■ Excerpt ■
>>>

2026-05-27 — views

An OpenAI reasoning model disproved an 80-year-old Erdős conjecture — and it wasn't a math-specific model

Read this because The headline is "AI does math." The real signal: it came from a general-purpose reasoning model, not a math-specific system — and it disproved an 80-year belief by constructing a counterexample no human had found. One result is not a revolution, but the generality is the story.

OpenAI says an internal reasoning model autonomously disproved the Erdős 1946 unit-distance conjecture (May 20) — a first for AI, verified by mathematicians.

On May 20, 2026, OpenAI announced that an internal reasoning model had autonomously disproved a central conjecture in discrete geometry — the unit-distance problem first posed by Paul Erdős in 1946. For nearly eight decades, mathematicians believed the answer was essentially settled. The model showed it wasn’t.

The problem, in one paragraph

Place n points in a plane. How many pairs can be exactly distance 1 apart? Erdős asked this in 1946, and for decades the working belief was that square-grid-like arrangements were essentially optimal, capping the count near a known bound. The OpenAI model disproved that belief by constructing an infinite family of point configurations that beat the grid — achieving on the order of n^(1+δ) unit-distance pairs for a fixed δ > 0. The construction leaned on deep machinery from algebraic number theory (Golod–Shafarevich theory and infinite class field towers). A Princeton mathematician, Will Sawin, subsequently refined the exponent to δ ≈ 0.014.

Why this one is different

AI has “done math” before — but almost always through systems built for math: theorem provers, models fine-tuned on proof corpora, or pipelines scaffolded to search a specific problem. OpenAI’s claim here is sharper on two axes:

General-purpose, not specialized. The result came from a new general-purpose reasoning model, not a system trained specifically for mathematics or pointed at the unit-distance problem in particular.
A counterexample, not a checked proof. Disproving a long-standing conjecture means finding a construction no human had found — a creative, generative act, not the verification of a known path. That is the harder, more “research-like” half of mathematics.

External mathematicians, including Sawin and commentary from Gil Kalai, examined and built on the result — the disproof was independently scrutinized, not taken on OpenAI’s word.

Why it matters

The significance isn’t that one conjecture fell. It’s the transfer: a model trained to reason broadly produced a genuinely novel mathematical object in a domain it wasn’t built for. If general reasoning capability now spills into frontier research math, the same capability plausibly spills into algorithm design, materials, and protocol verification — anywhere the bottleneck is searching a vast space of constructions for one that works.

Practitioner note

Read the framing carefully before extrapolating. “Autonomously disproved” is a strong claim, and the honest scope is: one problem, one construction, verified by humans after the fact. The durable takeaway for builders isn’t “models can do math now” — it’s that the gap between checking a solution and generating a non-obvious one is closing in at least one hard domain. If your workflow has a step where the answer is expensive to find but cheap to verify, that is exactly the shape where this class of model is starting to earn its keep. Build the verifier; let the model search.

The under-considered angle

The quiet question this raises is about taste. Generating a valid counterexample required choosing which exotic machinery (class field towers) to reach for among countless dead ends — the kind of judgment mathematicians call research taste, long assumed to be irreducibly human. A single result doesn’t prove a model has it. But it does move the debate from “can AI follow a proof?” to “can AI decide what to try?” — and that is the more consequential question for whether these systems become collaborators or just very fast calculators.

<<<

■ Exercise 1 ■
According to the article, who refined the exponent of the construction, and to what value?
■ Exercise 2 ■
Print the passage of the article that opens with the words containing "On May 20, 2026, OpenAI" and closes with "showed it wasn’t.".

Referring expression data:

>>>

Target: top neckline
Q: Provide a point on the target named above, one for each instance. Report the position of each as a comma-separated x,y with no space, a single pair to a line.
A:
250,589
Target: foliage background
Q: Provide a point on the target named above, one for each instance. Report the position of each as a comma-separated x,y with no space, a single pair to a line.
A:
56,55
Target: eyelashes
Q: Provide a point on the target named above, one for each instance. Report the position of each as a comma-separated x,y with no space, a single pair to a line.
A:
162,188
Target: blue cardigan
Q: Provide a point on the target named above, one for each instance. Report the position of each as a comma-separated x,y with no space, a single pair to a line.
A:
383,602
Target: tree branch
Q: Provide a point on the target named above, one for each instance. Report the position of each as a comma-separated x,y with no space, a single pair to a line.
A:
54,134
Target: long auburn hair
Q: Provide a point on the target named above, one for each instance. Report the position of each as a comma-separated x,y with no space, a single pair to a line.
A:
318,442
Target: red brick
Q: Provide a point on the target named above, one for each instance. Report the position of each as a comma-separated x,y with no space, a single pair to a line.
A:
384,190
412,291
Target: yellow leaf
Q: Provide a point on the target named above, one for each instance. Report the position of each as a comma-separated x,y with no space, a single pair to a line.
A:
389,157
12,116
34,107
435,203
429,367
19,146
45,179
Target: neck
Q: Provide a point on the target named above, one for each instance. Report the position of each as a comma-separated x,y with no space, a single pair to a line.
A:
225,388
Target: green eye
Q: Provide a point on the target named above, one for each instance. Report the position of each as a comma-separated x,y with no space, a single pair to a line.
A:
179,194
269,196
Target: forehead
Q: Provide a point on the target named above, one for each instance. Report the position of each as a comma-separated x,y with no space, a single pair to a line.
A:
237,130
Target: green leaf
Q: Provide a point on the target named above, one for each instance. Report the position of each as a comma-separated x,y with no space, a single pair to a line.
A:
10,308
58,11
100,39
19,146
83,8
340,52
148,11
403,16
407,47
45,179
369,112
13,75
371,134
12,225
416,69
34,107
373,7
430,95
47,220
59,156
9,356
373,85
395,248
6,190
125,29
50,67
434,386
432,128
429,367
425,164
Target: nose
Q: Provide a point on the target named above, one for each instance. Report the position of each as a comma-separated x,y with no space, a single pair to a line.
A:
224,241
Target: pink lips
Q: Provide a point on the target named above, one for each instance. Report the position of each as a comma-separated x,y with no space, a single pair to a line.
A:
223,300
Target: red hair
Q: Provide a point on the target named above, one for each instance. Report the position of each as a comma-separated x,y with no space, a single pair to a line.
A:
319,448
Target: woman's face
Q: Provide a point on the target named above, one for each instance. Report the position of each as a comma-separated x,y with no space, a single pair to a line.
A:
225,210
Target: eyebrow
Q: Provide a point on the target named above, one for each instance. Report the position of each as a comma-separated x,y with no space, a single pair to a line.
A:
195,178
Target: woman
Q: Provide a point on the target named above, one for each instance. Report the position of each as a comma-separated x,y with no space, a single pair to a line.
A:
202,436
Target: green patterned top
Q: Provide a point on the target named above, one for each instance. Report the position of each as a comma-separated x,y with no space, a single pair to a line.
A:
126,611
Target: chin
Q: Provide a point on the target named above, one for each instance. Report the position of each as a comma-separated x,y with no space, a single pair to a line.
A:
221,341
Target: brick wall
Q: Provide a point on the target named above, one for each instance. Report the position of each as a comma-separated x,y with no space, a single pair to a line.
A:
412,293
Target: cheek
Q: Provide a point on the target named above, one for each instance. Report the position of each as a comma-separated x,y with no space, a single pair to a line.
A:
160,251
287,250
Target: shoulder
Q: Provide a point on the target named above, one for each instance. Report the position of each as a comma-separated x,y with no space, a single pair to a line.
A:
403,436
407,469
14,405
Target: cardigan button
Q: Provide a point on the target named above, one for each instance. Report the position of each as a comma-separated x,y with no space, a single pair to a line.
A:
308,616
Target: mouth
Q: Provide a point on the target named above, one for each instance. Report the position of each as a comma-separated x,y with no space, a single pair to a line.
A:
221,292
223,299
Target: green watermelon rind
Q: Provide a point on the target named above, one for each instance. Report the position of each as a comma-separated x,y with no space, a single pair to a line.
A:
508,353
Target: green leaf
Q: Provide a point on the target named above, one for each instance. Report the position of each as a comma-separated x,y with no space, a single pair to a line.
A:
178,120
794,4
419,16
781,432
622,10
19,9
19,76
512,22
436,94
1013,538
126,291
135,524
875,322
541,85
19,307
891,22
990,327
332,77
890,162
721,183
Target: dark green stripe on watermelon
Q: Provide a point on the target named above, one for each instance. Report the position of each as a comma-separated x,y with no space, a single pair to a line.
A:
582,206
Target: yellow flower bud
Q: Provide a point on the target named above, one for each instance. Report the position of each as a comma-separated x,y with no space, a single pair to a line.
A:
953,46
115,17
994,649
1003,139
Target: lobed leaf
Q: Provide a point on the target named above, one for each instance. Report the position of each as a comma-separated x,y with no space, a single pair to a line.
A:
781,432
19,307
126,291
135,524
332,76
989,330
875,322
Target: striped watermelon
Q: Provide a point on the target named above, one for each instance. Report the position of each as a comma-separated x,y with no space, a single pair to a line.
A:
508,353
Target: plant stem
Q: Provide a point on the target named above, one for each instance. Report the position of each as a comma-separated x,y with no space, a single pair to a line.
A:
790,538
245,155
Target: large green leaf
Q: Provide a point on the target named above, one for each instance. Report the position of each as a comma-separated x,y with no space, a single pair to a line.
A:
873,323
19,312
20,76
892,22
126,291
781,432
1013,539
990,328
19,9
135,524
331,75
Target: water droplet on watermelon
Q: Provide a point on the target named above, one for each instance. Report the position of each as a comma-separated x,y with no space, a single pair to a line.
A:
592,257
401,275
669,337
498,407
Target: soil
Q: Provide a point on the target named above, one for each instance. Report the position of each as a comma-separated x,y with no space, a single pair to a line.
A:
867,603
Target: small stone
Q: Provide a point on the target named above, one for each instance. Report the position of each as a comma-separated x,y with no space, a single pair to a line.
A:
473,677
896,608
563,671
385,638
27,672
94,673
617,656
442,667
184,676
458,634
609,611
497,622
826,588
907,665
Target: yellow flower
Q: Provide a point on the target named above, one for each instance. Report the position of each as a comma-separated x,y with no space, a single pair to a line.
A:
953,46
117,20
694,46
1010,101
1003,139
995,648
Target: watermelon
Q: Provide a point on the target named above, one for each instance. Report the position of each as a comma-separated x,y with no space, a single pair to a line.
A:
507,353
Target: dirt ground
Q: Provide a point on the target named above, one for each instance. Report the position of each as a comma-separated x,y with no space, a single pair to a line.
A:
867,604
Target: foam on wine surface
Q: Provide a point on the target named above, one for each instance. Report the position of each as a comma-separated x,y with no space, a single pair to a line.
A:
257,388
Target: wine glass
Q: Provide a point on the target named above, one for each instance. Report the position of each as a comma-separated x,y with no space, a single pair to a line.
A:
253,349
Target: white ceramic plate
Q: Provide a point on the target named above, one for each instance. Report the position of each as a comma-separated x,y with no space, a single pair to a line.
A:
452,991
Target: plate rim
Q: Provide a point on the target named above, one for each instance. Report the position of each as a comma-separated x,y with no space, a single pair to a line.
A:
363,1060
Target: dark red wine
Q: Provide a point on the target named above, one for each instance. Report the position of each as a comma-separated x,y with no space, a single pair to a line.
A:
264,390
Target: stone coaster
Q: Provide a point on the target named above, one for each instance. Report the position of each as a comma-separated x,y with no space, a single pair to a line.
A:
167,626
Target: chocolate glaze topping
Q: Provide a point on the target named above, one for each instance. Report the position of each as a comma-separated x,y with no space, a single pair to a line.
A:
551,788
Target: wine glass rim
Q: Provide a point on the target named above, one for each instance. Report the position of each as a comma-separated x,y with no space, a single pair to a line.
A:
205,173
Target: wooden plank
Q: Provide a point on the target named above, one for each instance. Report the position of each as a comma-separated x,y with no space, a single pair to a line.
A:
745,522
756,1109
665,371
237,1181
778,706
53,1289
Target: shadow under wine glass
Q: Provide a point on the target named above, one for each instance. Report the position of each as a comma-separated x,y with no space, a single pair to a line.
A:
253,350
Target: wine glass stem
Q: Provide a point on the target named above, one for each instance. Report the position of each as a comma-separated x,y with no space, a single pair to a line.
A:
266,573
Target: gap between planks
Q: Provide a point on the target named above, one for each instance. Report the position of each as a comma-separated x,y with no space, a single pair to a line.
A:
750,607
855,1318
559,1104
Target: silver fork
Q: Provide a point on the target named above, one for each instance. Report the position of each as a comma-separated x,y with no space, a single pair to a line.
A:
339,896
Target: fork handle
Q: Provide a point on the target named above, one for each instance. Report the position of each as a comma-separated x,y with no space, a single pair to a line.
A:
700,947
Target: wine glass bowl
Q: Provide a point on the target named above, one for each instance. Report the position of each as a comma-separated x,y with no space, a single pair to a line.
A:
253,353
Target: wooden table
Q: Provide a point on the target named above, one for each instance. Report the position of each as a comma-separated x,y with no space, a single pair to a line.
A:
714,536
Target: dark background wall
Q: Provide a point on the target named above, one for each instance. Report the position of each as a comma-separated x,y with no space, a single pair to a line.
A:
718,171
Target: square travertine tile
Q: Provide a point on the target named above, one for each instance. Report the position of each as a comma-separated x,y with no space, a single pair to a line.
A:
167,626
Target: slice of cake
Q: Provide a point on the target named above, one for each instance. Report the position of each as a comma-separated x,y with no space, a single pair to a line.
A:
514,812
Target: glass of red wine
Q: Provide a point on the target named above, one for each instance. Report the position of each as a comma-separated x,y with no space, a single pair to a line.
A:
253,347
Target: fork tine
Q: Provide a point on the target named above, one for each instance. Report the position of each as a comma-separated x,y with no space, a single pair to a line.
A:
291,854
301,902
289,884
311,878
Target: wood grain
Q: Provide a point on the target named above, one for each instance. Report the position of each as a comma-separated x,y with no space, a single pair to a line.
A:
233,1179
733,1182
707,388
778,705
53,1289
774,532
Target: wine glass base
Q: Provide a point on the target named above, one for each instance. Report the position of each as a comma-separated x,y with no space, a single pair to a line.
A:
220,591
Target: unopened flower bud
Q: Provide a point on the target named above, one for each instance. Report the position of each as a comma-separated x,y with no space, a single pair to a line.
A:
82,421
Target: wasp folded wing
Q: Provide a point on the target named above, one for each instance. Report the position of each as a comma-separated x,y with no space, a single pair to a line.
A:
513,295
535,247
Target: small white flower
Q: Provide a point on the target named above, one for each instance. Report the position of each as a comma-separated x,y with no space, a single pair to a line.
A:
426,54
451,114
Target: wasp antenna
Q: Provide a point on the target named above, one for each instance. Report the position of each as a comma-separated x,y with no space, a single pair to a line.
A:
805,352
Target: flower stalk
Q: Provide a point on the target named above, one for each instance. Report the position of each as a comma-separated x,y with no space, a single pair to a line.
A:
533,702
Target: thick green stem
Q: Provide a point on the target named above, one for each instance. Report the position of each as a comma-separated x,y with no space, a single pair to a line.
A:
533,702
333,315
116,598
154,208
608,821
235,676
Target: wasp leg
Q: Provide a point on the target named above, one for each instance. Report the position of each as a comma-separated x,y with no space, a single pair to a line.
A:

<<<

■ Response 1 ■
Princeton mathematician Will Sawin refined it to δ ≈ 0.014.

■ Response 2 ■
On May 20, 2026, OpenAI announced that an internal reasoning model had autonomously disproved a central conjecture in discrete geometry — the unit-distance problem first posed by Paul Erdős in 1946. For nearly eight decades, mathematicians believed the answer was essentially settled. The model showed it wasn’t.